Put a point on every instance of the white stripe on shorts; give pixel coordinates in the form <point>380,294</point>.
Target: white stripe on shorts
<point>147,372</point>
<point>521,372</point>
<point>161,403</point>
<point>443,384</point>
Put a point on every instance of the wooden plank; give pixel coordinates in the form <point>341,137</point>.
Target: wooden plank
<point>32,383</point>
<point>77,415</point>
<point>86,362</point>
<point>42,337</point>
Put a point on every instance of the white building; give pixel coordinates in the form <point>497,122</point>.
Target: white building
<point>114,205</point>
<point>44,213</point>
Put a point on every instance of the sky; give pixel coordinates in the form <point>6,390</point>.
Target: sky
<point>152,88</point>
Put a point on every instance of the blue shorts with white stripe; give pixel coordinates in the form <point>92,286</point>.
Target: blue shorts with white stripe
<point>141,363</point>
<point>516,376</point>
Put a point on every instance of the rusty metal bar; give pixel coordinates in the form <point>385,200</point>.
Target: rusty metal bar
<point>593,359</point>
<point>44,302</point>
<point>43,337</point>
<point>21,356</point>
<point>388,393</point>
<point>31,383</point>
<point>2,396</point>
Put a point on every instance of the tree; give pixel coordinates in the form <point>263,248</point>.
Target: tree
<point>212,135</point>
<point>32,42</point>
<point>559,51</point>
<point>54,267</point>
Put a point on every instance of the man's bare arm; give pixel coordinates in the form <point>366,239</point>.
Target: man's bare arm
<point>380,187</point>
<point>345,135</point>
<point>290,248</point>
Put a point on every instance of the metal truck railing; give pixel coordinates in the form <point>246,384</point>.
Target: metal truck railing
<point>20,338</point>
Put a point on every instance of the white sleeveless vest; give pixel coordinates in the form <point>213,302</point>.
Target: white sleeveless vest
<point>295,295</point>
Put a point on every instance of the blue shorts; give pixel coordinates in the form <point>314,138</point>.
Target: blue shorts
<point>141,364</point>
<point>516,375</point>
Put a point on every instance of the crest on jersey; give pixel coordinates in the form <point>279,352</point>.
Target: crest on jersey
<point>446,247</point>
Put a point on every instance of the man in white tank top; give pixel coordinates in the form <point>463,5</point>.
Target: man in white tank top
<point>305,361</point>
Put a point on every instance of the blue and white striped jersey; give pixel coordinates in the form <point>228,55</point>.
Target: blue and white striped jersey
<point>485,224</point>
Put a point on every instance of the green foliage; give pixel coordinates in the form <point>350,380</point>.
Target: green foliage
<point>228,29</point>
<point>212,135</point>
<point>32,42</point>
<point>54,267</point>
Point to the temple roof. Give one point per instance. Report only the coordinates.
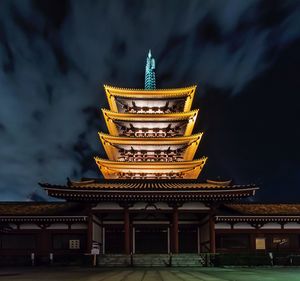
──────────
▶ [Given exercise]:
Reproduce all of the records above verbatim, line for line, omitting the pictures.

▶ [Exercise output]:
Put a point on every instance of the white stripe on shorts; give pixel coordinates in the form <point>380,294</point>.
Target: white stripe on shorts
<point>147,372</point>
<point>521,372</point>
<point>161,403</point>
<point>443,384</point>
Put a point on every instance of the wooden plank; give pixel coordinates in the form <point>341,137</point>.
Target: wooden plank
<point>32,383</point>
<point>77,415</point>
<point>86,362</point>
<point>42,337</point>
Put a point on every instance of the white building; give pixel coordinates in the form <point>497,122</point>.
Target: white building
<point>114,205</point>
<point>44,213</point>
Put a point on every instance of the sky; give pixel coordinates in the form <point>6,390</point>.
Target: sky
<point>152,88</point>
Put a point on every instance of the blue shorts with white stripe; give pixel coordinates in the form <point>92,286</point>.
Target: blue shorts with white stripe
<point>141,363</point>
<point>516,376</point>
Put a point on every instance of the rusty metal bar; give pixel coordinates in the form <point>385,200</point>.
Target: rusty metal bar
<point>593,359</point>
<point>44,302</point>
<point>43,337</point>
<point>21,356</point>
<point>388,393</point>
<point>31,383</point>
<point>2,396</point>
Put a point on every instance of the tree; give pixel coordinates in the form <point>263,248</point>.
Target: tree
<point>212,135</point>
<point>32,42</point>
<point>559,51</point>
<point>54,267</point>
Put a point on every instance of the man's bare arm; give pixel coordinates in the form <point>366,239</point>.
Target: man's bare arm
<point>380,187</point>
<point>345,135</point>
<point>290,248</point>
Put a point on every instance of the metal truck railing; give pixel coordinates in the form <point>246,384</point>.
Target: metal truck railing
<point>20,338</point>
Put a point on every instance of the white sleeveless vest; give pixel coordinates in the form <point>213,302</point>.
Target: white sleeveless vest
<point>295,295</point>
Put a point on every instance of the blue shorts; give pixel coordinates in the form <point>314,138</point>.
Target: blue shorts
<point>141,364</point>
<point>516,375</point>
Put a point on every instance of the crest on jersey; give pixel coordinates in the form <point>279,352</point>.
Target: crest on jersey
<point>446,247</point>
Put a point on every instance of the man in white tank top; give pixel coordinates in the form <point>463,5</point>.
Target: man in white tank top
<point>305,361</point>
Put a point on every instance of the blue and white striped jersey; give pixel coordinates in the form <point>228,55</point>.
Target: blue and white striped jersey
<point>485,224</point>
Put a point on every instance of the green foliage; give pixel coordinates in the form <point>350,380</point>.
Target: green foliage
<point>228,29</point>
<point>212,135</point>
<point>32,42</point>
<point>54,267</point>
Point to the temple roof. Give one point per instance. Report only the coordinates.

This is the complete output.